Schreiben Sie aus der Rezension den Abschnitt zwischen „Dreizehn Jahre Intendanz“ und „Uraufführungstheater zu machen.“, beide Stellen eingeschlossen, wortgetreu ab.

- _VORLIEGENDER TEXT_:
* * * * * * * * *

Deutsche Oper Berlin, Jörg Königsdorf, Ralf Grauel (Hg.)

Wie kommt das Neue in die Welt?

Dreizehn Jahre Intendanz Dietmar Schwarz an der Deutschen Oper Berlin. Gespräche über große Oper, neues Musiktheater und die Kunst des Komponierens

Rubrik: Rezension
Verlag/Label: Schott, Mainz
erschienen in: das Orchester 9/2025 , Seite 72

Zum Erscheinungstermin des Buchs Wie kommt das Neue in die Welt? war der neueste Gegenstand der Texte noch nicht vollendet: Lash, die erste Oper von Rebecca Saunders, gelangte erst am 20. Juni 2025 zur Premiere. Der Band erzählt von der Arbeit von Dietmar Schwarz, Intendant der Deutschen Oper Berlin von 2012 bis 2025, mit dem Schwerpunkt, das Haus an der Bismarckstraße zum Uraufführungstheater zu machen.
Der Band spart alle Erfolge dieser Jahre mit älterem Repertoire aus. Auch davon gab es unter Schwarz einige – von Rued Langgaards Antikrist bis Korngolds Das Wunder der Heliane und den international gerühmten Meyerbeer-Zyklus. Für ihn waren alle Projekte Geistes- und Herzenssache, inklusive der unter seiner Intendanz von Dorothea Hartmann für neues Schaffen eingerichteten Spielstätte Tischlerei.

* * * * * * * * *

- _AUSGANGSDATEN_:
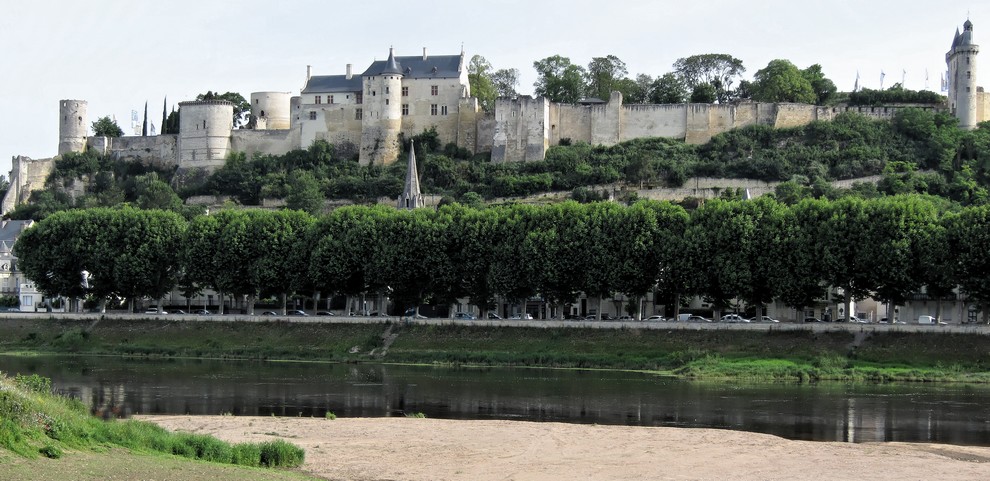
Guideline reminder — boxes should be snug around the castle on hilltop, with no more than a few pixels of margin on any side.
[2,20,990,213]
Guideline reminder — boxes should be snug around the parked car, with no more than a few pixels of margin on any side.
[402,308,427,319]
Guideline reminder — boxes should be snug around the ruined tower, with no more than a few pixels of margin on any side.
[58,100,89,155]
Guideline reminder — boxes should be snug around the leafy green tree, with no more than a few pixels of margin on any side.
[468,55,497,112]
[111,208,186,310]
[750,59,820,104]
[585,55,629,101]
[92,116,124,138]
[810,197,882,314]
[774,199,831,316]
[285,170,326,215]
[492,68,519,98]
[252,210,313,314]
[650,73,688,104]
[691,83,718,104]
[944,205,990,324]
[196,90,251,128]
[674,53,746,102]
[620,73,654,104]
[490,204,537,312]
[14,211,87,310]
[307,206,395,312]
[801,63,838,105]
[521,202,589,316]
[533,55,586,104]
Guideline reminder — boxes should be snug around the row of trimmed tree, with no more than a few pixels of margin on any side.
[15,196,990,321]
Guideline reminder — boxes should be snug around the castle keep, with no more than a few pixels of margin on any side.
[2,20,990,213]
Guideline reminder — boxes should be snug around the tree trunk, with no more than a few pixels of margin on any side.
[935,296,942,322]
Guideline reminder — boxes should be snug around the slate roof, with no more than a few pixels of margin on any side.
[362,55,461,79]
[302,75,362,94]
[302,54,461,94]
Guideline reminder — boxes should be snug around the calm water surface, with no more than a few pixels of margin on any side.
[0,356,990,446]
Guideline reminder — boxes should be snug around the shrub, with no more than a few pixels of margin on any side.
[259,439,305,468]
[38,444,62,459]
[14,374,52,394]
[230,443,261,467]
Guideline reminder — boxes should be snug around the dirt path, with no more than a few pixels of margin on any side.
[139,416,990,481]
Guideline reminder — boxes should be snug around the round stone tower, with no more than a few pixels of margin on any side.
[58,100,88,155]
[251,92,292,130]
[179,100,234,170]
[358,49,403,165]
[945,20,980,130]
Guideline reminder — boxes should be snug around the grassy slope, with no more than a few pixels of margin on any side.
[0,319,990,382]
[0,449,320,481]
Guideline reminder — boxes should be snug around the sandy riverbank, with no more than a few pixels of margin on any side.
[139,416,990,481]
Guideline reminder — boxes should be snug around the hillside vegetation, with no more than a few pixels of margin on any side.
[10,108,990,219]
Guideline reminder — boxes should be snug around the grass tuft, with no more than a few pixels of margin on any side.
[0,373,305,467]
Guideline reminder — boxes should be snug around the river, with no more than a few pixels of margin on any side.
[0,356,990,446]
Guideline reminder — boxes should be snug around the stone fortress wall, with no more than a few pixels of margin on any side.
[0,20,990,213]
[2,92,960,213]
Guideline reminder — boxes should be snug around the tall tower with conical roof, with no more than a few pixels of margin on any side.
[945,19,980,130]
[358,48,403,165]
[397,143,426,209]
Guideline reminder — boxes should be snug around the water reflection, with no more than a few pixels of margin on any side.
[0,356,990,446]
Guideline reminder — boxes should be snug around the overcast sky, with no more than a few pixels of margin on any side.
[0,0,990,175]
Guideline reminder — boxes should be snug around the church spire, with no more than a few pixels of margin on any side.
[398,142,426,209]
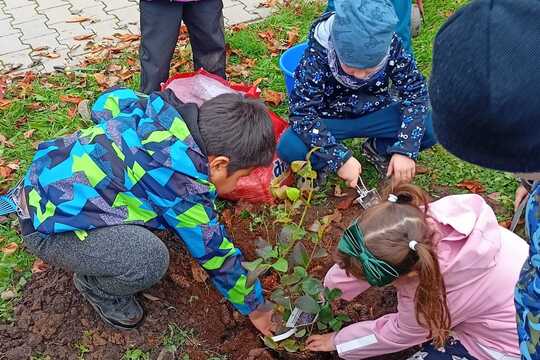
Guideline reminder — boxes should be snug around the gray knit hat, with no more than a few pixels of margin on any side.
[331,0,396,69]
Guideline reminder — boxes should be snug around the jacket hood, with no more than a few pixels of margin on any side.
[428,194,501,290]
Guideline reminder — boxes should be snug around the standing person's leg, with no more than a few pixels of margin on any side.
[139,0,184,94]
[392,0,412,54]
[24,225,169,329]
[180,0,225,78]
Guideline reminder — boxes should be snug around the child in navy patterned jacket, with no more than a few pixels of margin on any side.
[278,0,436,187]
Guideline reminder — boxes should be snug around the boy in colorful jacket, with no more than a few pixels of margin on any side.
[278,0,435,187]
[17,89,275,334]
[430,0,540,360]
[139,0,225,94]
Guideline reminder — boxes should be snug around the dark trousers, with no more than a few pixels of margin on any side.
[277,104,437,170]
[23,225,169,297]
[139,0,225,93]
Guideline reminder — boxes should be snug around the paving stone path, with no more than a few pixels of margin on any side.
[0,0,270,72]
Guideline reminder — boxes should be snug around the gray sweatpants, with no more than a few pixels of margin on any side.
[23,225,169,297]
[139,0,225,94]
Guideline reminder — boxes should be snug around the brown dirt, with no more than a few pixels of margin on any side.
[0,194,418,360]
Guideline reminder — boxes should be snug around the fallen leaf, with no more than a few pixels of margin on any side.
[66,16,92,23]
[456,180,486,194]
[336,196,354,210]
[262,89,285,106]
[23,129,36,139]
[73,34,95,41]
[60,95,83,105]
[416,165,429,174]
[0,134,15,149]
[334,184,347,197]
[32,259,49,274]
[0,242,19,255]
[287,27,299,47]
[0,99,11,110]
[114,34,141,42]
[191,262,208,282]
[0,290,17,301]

* * * * * * * * *

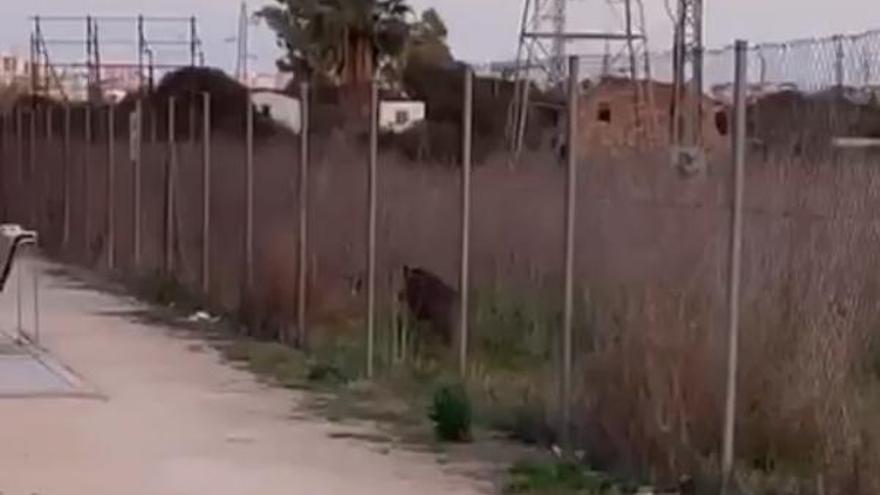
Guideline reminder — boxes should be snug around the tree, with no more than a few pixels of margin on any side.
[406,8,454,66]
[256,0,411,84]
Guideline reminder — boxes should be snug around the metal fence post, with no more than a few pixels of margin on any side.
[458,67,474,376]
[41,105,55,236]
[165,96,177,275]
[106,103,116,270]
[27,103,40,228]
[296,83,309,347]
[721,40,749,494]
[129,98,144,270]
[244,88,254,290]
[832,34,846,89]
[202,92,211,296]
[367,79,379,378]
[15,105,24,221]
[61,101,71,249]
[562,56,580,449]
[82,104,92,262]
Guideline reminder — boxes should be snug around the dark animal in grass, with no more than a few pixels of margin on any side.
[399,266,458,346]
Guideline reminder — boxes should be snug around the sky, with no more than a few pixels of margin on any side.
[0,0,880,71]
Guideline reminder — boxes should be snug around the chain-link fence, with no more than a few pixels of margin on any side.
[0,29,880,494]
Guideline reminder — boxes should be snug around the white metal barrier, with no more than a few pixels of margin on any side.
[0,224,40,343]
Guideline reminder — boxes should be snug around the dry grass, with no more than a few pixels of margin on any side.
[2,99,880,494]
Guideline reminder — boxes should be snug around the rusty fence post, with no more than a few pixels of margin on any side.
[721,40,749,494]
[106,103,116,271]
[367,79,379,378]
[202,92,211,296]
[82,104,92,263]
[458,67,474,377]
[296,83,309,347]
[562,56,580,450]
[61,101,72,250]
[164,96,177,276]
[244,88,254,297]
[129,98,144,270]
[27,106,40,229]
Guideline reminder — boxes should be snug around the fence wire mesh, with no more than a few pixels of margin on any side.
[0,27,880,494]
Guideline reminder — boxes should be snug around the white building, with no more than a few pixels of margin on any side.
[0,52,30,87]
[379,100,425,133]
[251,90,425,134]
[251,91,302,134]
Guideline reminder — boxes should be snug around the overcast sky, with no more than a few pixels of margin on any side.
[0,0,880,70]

* * * * * * * * *

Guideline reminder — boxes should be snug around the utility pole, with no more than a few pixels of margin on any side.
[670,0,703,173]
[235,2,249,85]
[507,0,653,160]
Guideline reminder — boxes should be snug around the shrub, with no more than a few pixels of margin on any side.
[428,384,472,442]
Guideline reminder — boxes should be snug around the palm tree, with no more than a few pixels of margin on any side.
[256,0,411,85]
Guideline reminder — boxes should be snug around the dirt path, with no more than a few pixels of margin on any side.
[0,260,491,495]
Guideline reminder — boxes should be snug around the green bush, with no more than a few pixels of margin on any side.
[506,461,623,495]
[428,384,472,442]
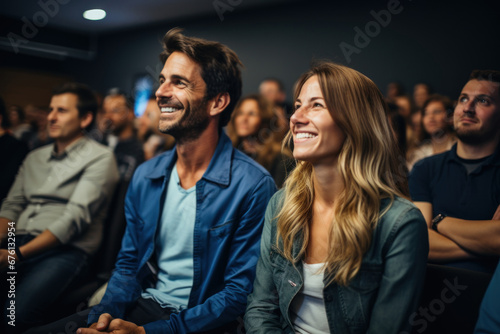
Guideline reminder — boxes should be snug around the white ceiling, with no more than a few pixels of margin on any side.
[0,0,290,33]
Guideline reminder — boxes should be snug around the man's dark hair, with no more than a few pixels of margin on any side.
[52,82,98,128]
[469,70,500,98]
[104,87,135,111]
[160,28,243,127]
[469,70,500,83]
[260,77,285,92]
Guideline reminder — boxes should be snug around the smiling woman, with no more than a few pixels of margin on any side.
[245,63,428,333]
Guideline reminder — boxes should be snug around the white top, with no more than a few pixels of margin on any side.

* * * * * * * * *

- _AUSGABE_:
Dreizehn Jahre Intendanz Dietmar Schwarz an der Deutschen Oper Berlin. Gespräche über große Oper, neues Musiktheater und die Kunst des Komponierens

Rubrik: Rezension
Verlag/Label: Schott, Mainz
erschienen in: das Orchester 9/2025 , Seite 72

Zum Erscheinungstermin des Buchs Wie kommt das Neue in die Welt? war der neueste Gegenstand der Texte noch nicht vollendet: Lash, die erste Oper von Rebecca Saunders, gelangte erst am 20. Juni 2025 zur Premiere. Der Band erzählt von der Arbeit von Dietmar Schwarz, Intendant der Deutschen Oper Berlin von 2012 bis 2025, mit dem Schwerpunkt, das Haus an der Bismarckstraße zum Uraufführungstheater zu machen.